## BEGIN Data for the task

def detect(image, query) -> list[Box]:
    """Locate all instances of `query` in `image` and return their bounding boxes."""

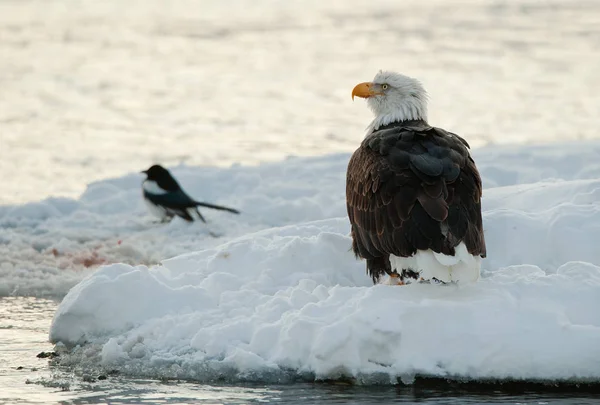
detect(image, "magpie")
[142,165,240,223]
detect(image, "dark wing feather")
[144,189,206,222]
[346,121,486,281]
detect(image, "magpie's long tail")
[195,201,240,214]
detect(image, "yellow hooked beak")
[352,82,383,100]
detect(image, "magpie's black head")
[142,165,180,191]
[142,165,172,181]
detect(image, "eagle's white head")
[352,70,427,132]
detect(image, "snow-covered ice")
[0,142,600,383]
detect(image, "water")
[0,0,600,203]
[0,0,600,404]
[0,297,600,405]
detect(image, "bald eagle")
[346,71,486,285]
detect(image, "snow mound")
[45,144,600,383]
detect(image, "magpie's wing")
[196,201,240,214]
[144,190,200,222]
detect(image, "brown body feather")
[346,120,486,282]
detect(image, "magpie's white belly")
[144,198,167,220]
[383,242,481,284]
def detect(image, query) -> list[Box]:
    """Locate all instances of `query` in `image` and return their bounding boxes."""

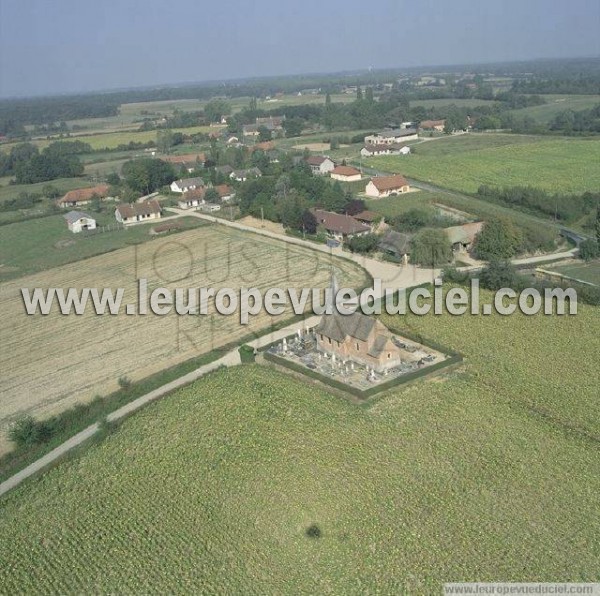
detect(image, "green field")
[0,210,205,281]
[512,95,600,124]
[0,296,600,594]
[364,134,600,193]
[410,98,497,108]
[0,178,94,203]
[548,261,600,286]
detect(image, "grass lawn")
[0,210,205,281]
[512,95,600,124]
[548,261,600,286]
[0,298,600,594]
[365,134,600,193]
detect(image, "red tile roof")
[330,166,360,176]
[371,174,408,192]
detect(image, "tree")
[474,218,523,261]
[579,238,600,261]
[479,260,518,290]
[302,209,318,234]
[122,157,176,193]
[204,188,221,203]
[410,228,453,267]
[346,234,379,253]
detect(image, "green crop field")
[512,95,600,124]
[410,98,497,108]
[0,210,205,281]
[0,298,600,594]
[545,261,600,286]
[365,134,600,193]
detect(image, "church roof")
[316,311,376,341]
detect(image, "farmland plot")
[0,226,365,451]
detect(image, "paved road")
[0,215,439,496]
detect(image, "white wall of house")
[68,217,96,234]
[331,172,362,182]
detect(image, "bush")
[117,376,131,391]
[579,240,600,261]
[8,416,57,447]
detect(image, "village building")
[161,153,206,174]
[444,221,483,252]
[63,211,96,234]
[365,128,419,145]
[215,184,235,203]
[305,155,335,176]
[315,311,408,372]
[352,210,387,233]
[229,168,262,182]
[421,120,446,132]
[378,230,412,264]
[115,199,162,225]
[365,174,410,199]
[56,184,109,208]
[360,143,410,157]
[310,209,371,241]
[177,191,206,209]
[329,166,362,182]
[171,177,205,193]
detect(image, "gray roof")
[378,230,412,255]
[316,311,376,341]
[63,211,94,224]
[175,177,204,188]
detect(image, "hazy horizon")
[0,0,600,98]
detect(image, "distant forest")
[0,58,600,137]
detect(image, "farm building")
[177,191,206,209]
[315,311,408,372]
[56,184,109,208]
[171,177,204,193]
[365,128,419,145]
[63,211,96,234]
[229,168,262,182]
[378,230,412,262]
[360,143,410,157]
[421,120,446,132]
[444,221,483,252]
[311,209,371,241]
[305,155,335,176]
[115,200,162,225]
[215,184,235,203]
[365,174,410,199]
[352,210,387,232]
[329,166,362,182]
[161,153,206,174]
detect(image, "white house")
[306,155,335,176]
[171,178,204,193]
[329,166,362,182]
[63,211,96,234]
[115,200,162,225]
[365,128,419,145]
[360,143,410,157]
[365,174,410,199]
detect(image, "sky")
[0,0,600,97]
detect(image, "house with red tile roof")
[365,174,410,199]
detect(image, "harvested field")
[292,143,331,151]
[0,226,366,453]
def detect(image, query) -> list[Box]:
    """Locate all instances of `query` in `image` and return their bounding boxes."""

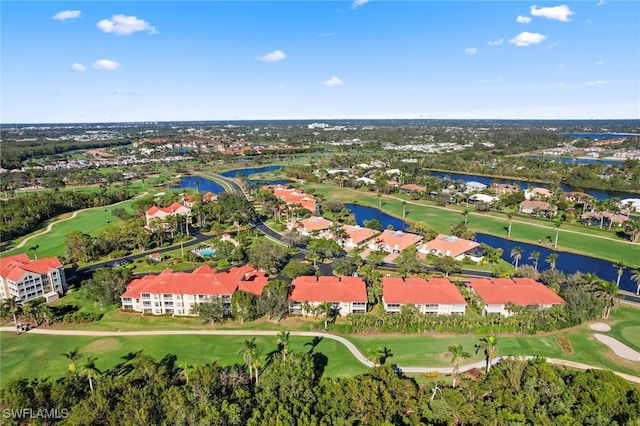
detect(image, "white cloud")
[531,4,573,22]
[51,10,80,21]
[93,59,120,71]
[258,50,287,62]
[509,31,546,47]
[351,0,369,9]
[322,77,344,87]
[96,15,157,35]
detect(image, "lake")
[171,176,224,194]
[429,171,638,200]
[344,204,636,293]
[344,203,408,230]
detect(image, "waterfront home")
[368,229,424,253]
[262,185,318,213]
[518,200,558,218]
[144,202,191,228]
[120,265,268,315]
[382,277,467,315]
[418,234,484,262]
[289,275,368,315]
[337,225,380,250]
[466,278,564,317]
[291,216,333,237]
[0,253,67,302]
[580,210,629,229]
[524,188,553,200]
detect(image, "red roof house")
[120,265,268,315]
[369,229,424,253]
[467,278,564,316]
[289,275,368,315]
[0,253,67,302]
[382,277,467,315]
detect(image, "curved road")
[0,327,640,383]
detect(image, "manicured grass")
[5,306,640,384]
[309,184,640,266]
[0,333,367,386]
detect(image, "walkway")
[0,327,640,384]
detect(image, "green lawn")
[0,305,640,384]
[309,184,640,266]
[0,333,367,386]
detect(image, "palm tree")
[511,246,522,269]
[2,296,22,334]
[318,302,333,330]
[544,253,559,270]
[553,220,562,248]
[278,331,291,361]
[445,345,470,388]
[596,281,619,319]
[29,244,40,260]
[82,356,101,392]
[60,347,81,374]
[476,336,498,373]
[613,261,627,287]
[529,251,540,271]
[238,337,258,378]
[631,269,640,295]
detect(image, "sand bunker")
[589,322,611,331]
[594,334,640,362]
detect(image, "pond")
[429,171,638,200]
[344,204,637,293]
[171,176,224,194]
[344,204,408,230]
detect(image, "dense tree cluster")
[1,350,640,426]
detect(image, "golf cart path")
[0,326,640,383]
[7,192,148,251]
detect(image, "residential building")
[382,277,467,315]
[145,202,191,228]
[120,265,268,315]
[338,225,380,250]
[524,188,553,200]
[467,278,564,317]
[418,234,484,262]
[0,253,67,302]
[263,185,318,213]
[398,183,427,194]
[293,216,333,237]
[289,275,368,315]
[518,200,558,218]
[369,229,424,253]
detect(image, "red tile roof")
[382,277,467,305]
[0,253,62,282]
[263,185,317,212]
[300,216,333,232]
[422,234,480,257]
[342,225,380,244]
[467,278,564,306]
[289,275,367,303]
[375,229,424,251]
[120,265,268,298]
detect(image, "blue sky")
[0,0,640,123]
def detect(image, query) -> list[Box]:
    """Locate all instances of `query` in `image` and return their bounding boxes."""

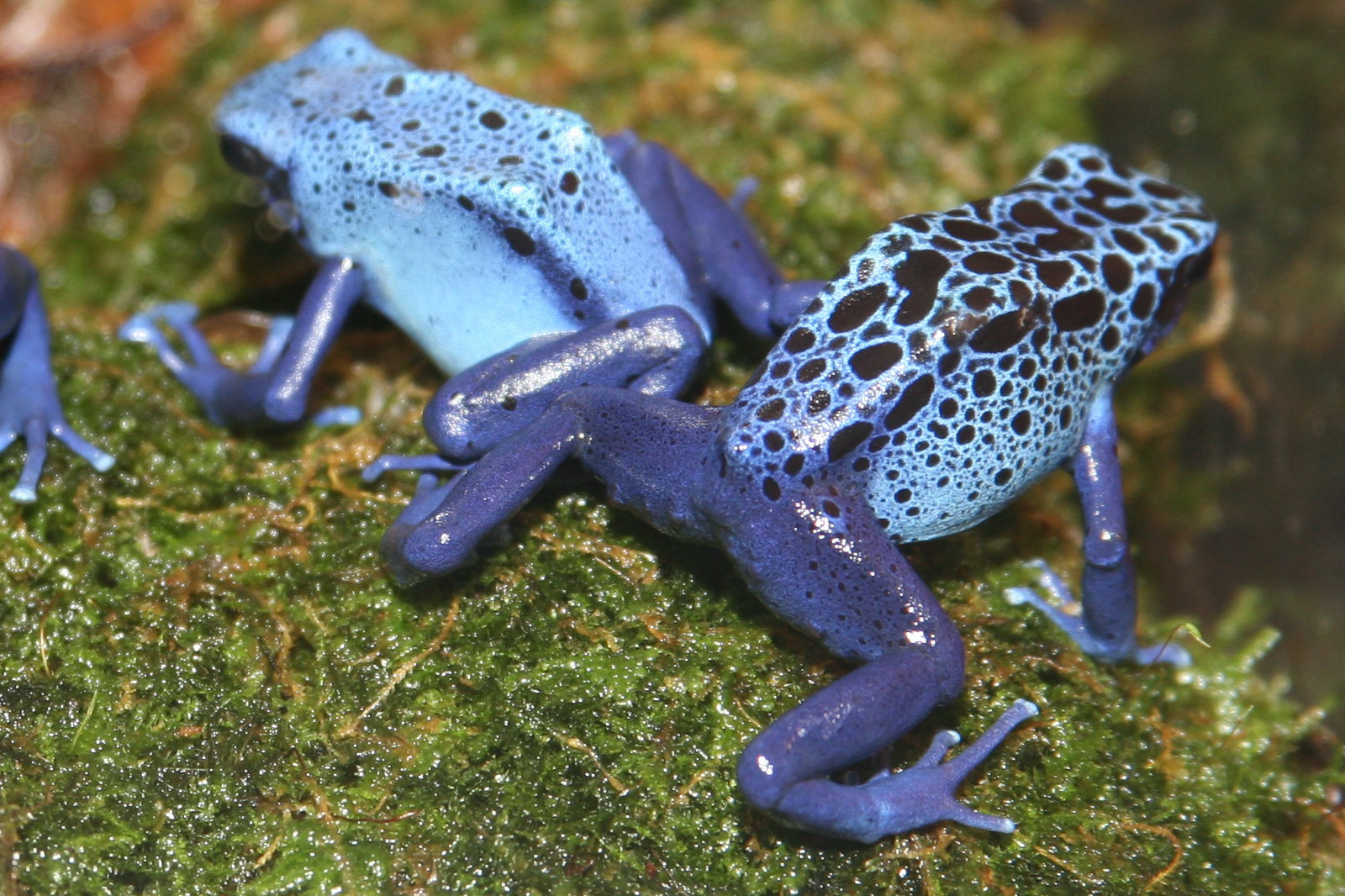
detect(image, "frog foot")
[828,699,1038,844]
[117,302,361,430]
[1005,560,1190,666]
[0,390,113,504]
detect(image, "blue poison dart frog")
[123,31,820,460]
[383,145,1216,842]
[0,244,113,503]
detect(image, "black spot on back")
[1051,289,1107,332]
[962,251,1014,275]
[967,311,1033,354]
[504,228,536,256]
[1101,255,1134,295]
[850,342,903,379]
[892,247,952,325]
[784,327,818,356]
[883,374,933,430]
[827,282,888,332]
[943,218,1002,242]
[827,419,873,463]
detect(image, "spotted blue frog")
[123,31,814,455]
[0,244,113,503]
[385,145,1216,842]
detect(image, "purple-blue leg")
[0,245,113,503]
[382,387,718,584]
[604,130,825,338]
[383,389,1037,842]
[121,258,365,430]
[1006,389,1190,666]
[365,305,704,482]
[717,482,1037,842]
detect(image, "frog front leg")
[119,258,365,430]
[0,245,113,503]
[603,130,825,338]
[1006,386,1190,666]
[365,305,706,480]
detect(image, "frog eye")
[219,133,274,177]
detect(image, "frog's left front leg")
[365,305,704,480]
[0,245,113,503]
[121,258,365,430]
[1006,387,1190,666]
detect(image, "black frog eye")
[219,133,274,177]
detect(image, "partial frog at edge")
[383,144,1216,842]
[123,31,819,468]
[0,244,113,503]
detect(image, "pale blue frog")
[383,145,1216,842]
[123,31,816,460]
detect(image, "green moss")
[0,0,1342,894]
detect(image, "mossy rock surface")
[0,0,1345,896]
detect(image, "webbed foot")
[0,392,113,504]
[117,302,361,430]
[775,699,1038,844]
[1005,560,1190,666]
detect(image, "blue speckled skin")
[383,145,1215,842]
[123,31,815,444]
[0,245,113,503]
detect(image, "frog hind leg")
[1005,389,1190,666]
[604,130,825,338]
[119,258,365,430]
[724,473,1037,842]
[0,245,113,503]
[382,386,718,584]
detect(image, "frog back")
[217,31,709,372]
[720,145,1215,540]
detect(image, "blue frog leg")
[603,130,825,338]
[365,305,704,482]
[0,245,113,503]
[383,389,1036,842]
[119,258,365,430]
[1006,386,1190,666]
[720,471,1037,842]
[382,387,720,584]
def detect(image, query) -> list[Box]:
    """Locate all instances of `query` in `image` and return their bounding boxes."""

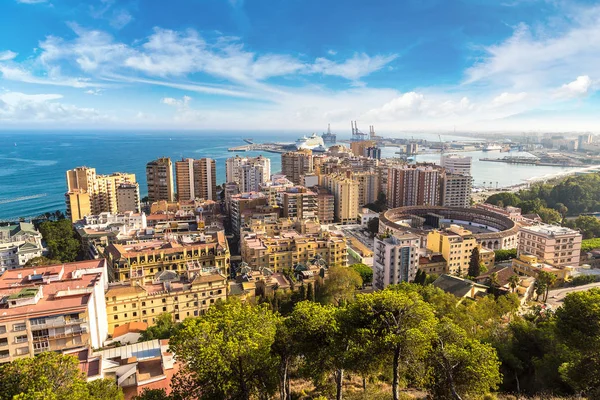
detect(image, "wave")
[0,193,47,204]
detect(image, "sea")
[0,130,580,221]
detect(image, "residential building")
[65,167,139,222]
[427,225,478,276]
[106,268,227,335]
[518,224,582,268]
[105,231,230,285]
[373,233,421,289]
[441,172,472,208]
[241,230,347,272]
[0,222,45,273]
[387,165,440,208]
[281,149,313,185]
[440,153,471,176]
[175,158,217,201]
[146,157,175,203]
[225,155,271,193]
[0,260,108,362]
[117,182,141,213]
[322,173,359,224]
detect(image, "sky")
[0,0,600,133]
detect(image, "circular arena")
[379,206,519,250]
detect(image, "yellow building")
[427,225,478,275]
[106,271,227,335]
[241,231,347,272]
[105,231,230,285]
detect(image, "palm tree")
[508,274,521,293]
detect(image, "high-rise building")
[225,155,271,193]
[65,167,137,221]
[387,165,440,208]
[373,233,421,289]
[440,154,471,175]
[323,172,359,224]
[0,259,108,362]
[441,172,472,208]
[146,157,175,203]
[175,158,217,200]
[281,149,313,185]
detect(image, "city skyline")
[0,0,600,132]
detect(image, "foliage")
[321,267,362,306]
[170,300,280,400]
[350,264,373,285]
[467,247,481,278]
[0,352,123,400]
[494,249,517,262]
[140,313,181,342]
[40,219,81,262]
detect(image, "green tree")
[322,267,362,306]
[170,300,280,400]
[467,247,481,278]
[350,264,373,285]
[40,219,81,262]
[348,290,435,400]
[428,319,502,400]
[140,313,181,342]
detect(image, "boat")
[483,143,502,151]
[295,133,327,152]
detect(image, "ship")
[295,133,327,152]
[483,143,502,151]
[321,124,337,145]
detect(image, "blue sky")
[0,0,600,132]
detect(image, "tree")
[428,319,502,400]
[322,267,362,306]
[367,217,379,237]
[40,219,81,262]
[350,264,373,285]
[467,247,481,278]
[140,313,180,342]
[133,388,171,400]
[169,299,280,400]
[25,256,62,267]
[348,290,435,400]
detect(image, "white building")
[373,233,421,289]
[440,154,471,175]
[0,222,45,272]
[225,156,271,193]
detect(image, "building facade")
[373,234,421,289]
[146,157,175,203]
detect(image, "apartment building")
[387,165,440,208]
[373,233,421,289]
[517,224,582,268]
[175,158,217,201]
[427,225,478,275]
[241,230,347,272]
[65,167,139,222]
[106,270,227,335]
[0,222,45,273]
[105,231,230,285]
[441,172,472,208]
[281,149,313,185]
[322,172,359,224]
[0,260,108,362]
[146,157,175,203]
[225,155,271,193]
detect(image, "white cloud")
[555,75,594,99]
[492,92,527,107]
[0,50,17,61]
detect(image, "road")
[546,282,600,308]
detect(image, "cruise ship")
[296,133,327,153]
[483,143,502,151]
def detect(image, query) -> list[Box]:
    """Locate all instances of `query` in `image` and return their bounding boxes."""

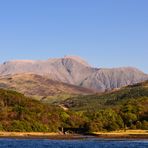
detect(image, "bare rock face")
[0,56,148,92]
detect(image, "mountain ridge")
[0,56,148,92]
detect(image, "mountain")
[0,74,94,99]
[0,56,148,92]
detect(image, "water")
[0,139,148,148]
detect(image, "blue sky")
[0,0,148,73]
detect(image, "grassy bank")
[0,130,148,140]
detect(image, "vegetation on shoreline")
[0,83,148,133]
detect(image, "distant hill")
[0,74,94,100]
[0,56,148,92]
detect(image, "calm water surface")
[0,139,148,148]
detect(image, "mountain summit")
[0,56,148,92]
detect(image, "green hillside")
[61,81,148,111]
[0,89,84,132]
[0,82,148,132]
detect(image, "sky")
[0,0,148,73]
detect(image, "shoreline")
[0,130,148,140]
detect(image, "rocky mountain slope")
[0,56,148,92]
[0,74,94,99]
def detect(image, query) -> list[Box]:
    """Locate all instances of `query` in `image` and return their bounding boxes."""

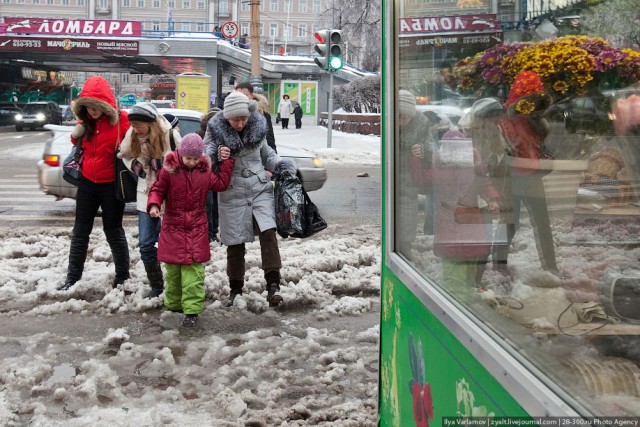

## END Data for the task

## [Exercise description]
Pull out every line from the entries above that contains the word "feather". Matching is case-sensitive.

## [Task answer]
detect(image, "dark wing feather")
detect(image, "brown body feather")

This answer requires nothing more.